## Requirements:
In the records below, quote everything from the line containing "white sky shown in this photo." down to the last line of the records, with both ends included and nothing changed.

(Point labeling dataset excerpts)
☆ ☆ ☆ ☆

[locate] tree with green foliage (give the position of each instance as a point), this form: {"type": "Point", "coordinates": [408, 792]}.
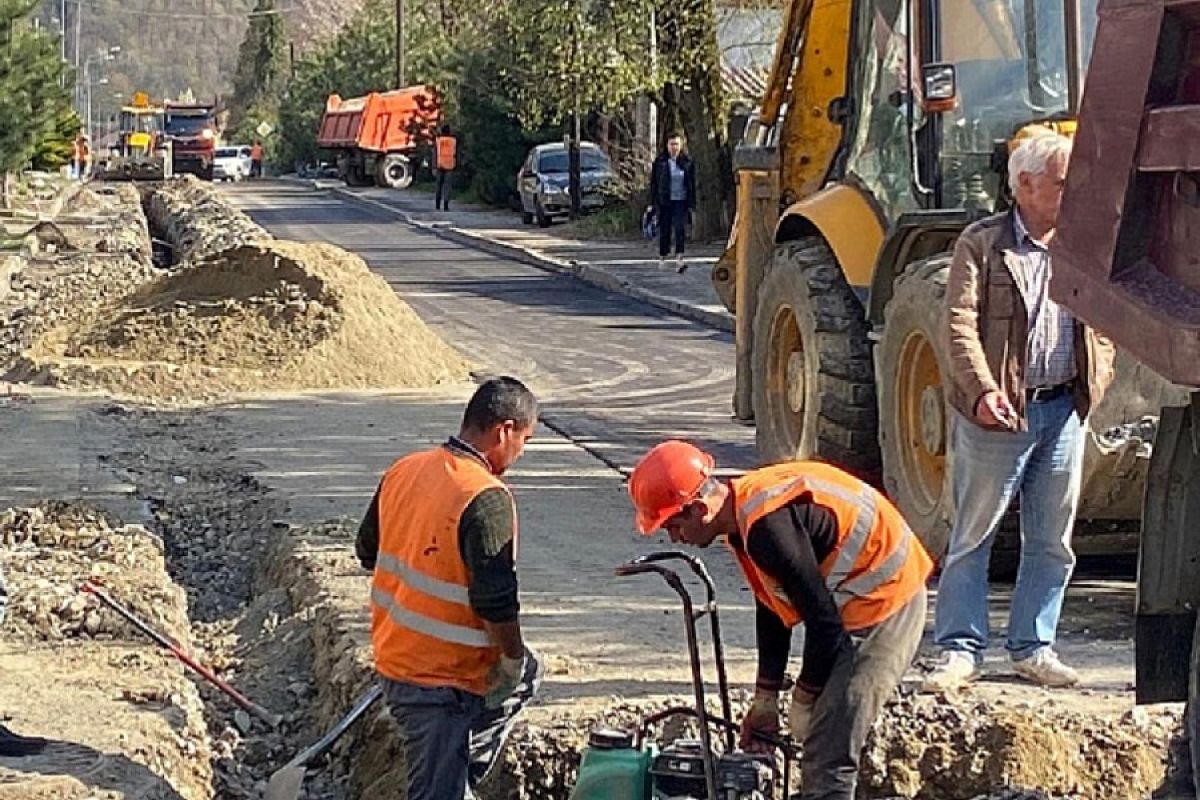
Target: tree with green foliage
{"type": "Point", "coordinates": [57, 148]}
{"type": "Point", "coordinates": [261, 76]}
{"type": "Point", "coordinates": [33, 95]}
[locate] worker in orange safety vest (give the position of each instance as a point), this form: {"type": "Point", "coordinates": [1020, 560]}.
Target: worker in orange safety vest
{"type": "Point", "coordinates": [445, 151]}
{"type": "Point", "coordinates": [441, 536]}
{"type": "Point", "coordinates": [819, 546]}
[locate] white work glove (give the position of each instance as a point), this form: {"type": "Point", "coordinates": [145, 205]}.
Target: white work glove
{"type": "Point", "coordinates": [799, 715]}
{"type": "Point", "coordinates": [761, 717]}
{"type": "Point", "coordinates": [503, 680]}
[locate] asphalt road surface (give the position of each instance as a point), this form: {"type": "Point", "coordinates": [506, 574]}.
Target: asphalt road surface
{"type": "Point", "coordinates": [616, 376]}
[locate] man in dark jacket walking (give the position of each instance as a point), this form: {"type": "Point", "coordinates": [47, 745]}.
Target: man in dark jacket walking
{"type": "Point", "coordinates": [673, 196]}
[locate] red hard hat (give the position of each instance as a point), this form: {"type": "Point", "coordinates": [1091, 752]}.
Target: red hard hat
{"type": "Point", "coordinates": [667, 477]}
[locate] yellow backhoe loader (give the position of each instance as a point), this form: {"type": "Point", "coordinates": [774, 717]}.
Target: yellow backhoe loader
{"type": "Point", "coordinates": [142, 150]}
{"type": "Point", "coordinates": [885, 131]}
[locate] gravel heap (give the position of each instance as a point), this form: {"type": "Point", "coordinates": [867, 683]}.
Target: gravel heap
{"type": "Point", "coordinates": [52, 292]}
{"type": "Point", "coordinates": [951, 747]}
{"type": "Point", "coordinates": [270, 316]}
{"type": "Point", "coordinates": [197, 222]}
{"type": "Point", "coordinates": [53, 547]}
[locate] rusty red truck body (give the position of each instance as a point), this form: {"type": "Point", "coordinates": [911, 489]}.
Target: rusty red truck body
{"type": "Point", "coordinates": [192, 132]}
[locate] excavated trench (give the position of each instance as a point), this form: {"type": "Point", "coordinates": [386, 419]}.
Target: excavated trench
{"type": "Point", "coordinates": [280, 613]}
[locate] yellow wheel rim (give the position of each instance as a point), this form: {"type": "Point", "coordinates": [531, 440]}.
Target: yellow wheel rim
{"type": "Point", "coordinates": [786, 376]}
{"type": "Point", "coordinates": [922, 423]}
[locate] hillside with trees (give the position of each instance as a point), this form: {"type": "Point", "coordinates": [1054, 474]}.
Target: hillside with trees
{"type": "Point", "coordinates": [172, 46]}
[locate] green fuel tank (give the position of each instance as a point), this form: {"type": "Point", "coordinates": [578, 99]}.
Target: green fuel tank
{"type": "Point", "coordinates": [613, 769]}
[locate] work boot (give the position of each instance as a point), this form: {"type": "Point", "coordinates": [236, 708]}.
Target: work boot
{"type": "Point", "coordinates": [954, 669]}
{"type": "Point", "coordinates": [1045, 669]}
{"type": "Point", "coordinates": [15, 745]}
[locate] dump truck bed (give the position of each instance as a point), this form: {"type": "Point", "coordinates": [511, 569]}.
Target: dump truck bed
{"type": "Point", "coordinates": [381, 121]}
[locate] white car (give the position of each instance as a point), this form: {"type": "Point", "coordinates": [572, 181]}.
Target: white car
{"type": "Point", "coordinates": [231, 163]}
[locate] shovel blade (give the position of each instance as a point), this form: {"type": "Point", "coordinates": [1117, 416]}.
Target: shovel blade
{"type": "Point", "coordinates": [285, 783]}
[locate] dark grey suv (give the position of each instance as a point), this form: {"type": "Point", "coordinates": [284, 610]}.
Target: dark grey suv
{"type": "Point", "coordinates": [544, 179]}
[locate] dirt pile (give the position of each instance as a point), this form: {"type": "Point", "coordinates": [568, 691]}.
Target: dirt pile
{"type": "Point", "coordinates": [275, 316]}
{"type": "Point", "coordinates": [243, 313]}
{"type": "Point", "coordinates": [197, 222]}
{"type": "Point", "coordinates": [121, 717]}
{"type": "Point", "coordinates": [108, 258]}
{"type": "Point", "coordinates": [952, 749]}
{"type": "Point", "coordinates": [52, 548]}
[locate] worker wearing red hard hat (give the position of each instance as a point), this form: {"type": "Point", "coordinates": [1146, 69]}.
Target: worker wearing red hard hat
{"type": "Point", "coordinates": [816, 546]}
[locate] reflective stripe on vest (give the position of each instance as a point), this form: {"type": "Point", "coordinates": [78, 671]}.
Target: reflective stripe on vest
{"type": "Point", "coordinates": [447, 151]}
{"type": "Point", "coordinates": [904, 566]}
{"type": "Point", "coordinates": [449, 632]}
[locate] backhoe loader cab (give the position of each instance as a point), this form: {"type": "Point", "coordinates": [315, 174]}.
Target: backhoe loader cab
{"type": "Point", "coordinates": [887, 127]}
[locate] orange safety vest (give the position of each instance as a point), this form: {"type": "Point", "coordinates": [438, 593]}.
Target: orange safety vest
{"type": "Point", "coordinates": [423, 627]}
{"type": "Point", "coordinates": [447, 151]}
{"type": "Point", "coordinates": [879, 564]}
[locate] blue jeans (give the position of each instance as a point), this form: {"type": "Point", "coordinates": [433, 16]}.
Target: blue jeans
{"type": "Point", "coordinates": [449, 738]}
{"type": "Point", "coordinates": [990, 467]}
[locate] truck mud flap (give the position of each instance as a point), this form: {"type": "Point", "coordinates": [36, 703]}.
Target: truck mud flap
{"type": "Point", "coordinates": [1169, 565]}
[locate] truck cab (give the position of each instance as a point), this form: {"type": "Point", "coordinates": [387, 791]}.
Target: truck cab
{"type": "Point", "coordinates": [192, 130]}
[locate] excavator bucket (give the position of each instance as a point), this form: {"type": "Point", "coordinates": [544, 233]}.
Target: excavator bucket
{"type": "Point", "coordinates": [1127, 260]}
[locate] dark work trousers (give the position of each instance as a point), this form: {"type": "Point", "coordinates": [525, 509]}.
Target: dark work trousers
{"type": "Point", "coordinates": [442, 196]}
{"type": "Point", "coordinates": [449, 738]}
{"type": "Point", "coordinates": [864, 677]}
{"type": "Point", "coordinates": [672, 222]}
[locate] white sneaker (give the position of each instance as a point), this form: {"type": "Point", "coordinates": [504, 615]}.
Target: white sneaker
{"type": "Point", "coordinates": [1045, 669]}
{"type": "Point", "coordinates": [954, 669]}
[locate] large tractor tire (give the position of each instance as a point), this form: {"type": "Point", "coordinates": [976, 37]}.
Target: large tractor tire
{"type": "Point", "coordinates": [394, 170]}
{"type": "Point", "coordinates": [915, 419]}
{"type": "Point", "coordinates": [814, 389]}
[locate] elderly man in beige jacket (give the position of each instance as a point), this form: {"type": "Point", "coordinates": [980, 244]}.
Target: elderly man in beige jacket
{"type": "Point", "coordinates": [1024, 374]}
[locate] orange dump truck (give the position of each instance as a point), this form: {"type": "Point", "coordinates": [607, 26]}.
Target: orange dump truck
{"type": "Point", "coordinates": [376, 137]}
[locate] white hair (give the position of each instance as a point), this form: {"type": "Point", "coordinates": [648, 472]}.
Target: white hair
{"type": "Point", "coordinates": [1033, 155]}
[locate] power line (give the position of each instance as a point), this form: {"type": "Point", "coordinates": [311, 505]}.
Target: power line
{"type": "Point", "coordinates": [119, 7]}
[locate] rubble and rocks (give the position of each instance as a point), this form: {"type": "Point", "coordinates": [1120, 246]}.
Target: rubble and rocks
{"type": "Point", "coordinates": [949, 747]}
{"type": "Point", "coordinates": [52, 548]}
{"type": "Point", "coordinates": [41, 294]}
{"type": "Point", "coordinates": [243, 313]}
{"type": "Point", "coordinates": [197, 222]}
{"type": "Point", "coordinates": [275, 316]}
{"type": "Point", "coordinates": [107, 698]}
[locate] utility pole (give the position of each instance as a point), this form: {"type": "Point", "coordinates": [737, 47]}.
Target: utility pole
{"type": "Point", "coordinates": [574, 178]}
{"type": "Point", "coordinates": [400, 43]}
{"type": "Point", "coordinates": [78, 30]}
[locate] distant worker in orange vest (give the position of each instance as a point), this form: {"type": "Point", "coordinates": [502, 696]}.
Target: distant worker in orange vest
{"type": "Point", "coordinates": [256, 160]}
{"type": "Point", "coordinates": [441, 536]}
{"type": "Point", "coordinates": [445, 148]}
{"type": "Point", "coordinates": [817, 546]}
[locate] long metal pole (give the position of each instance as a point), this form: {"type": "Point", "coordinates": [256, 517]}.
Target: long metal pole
{"type": "Point", "coordinates": [654, 78]}
{"type": "Point", "coordinates": [78, 31]}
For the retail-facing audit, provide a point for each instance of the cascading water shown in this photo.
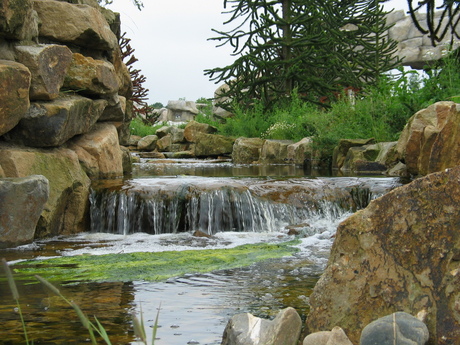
(156, 210)
(183, 204)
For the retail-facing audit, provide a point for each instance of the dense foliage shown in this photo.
(380, 113)
(436, 28)
(314, 47)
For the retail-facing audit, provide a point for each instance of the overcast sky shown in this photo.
(170, 39)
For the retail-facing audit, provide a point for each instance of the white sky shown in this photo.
(170, 38)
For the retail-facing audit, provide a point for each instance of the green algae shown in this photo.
(155, 266)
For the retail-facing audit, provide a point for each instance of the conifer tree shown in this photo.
(306, 45)
(437, 27)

☆ ☆ ☆ ☆

## Completed task:
For the retail-facing audit, provide a point for each instance of the white sky shown in this photo.
(170, 38)
For the retail-facing audit, provide a point for each instance of the green algae shown in this photo.
(155, 266)
For the retail-facing audit, provide a point for each instance of the conifer tree shown in this photo.
(306, 45)
(437, 27)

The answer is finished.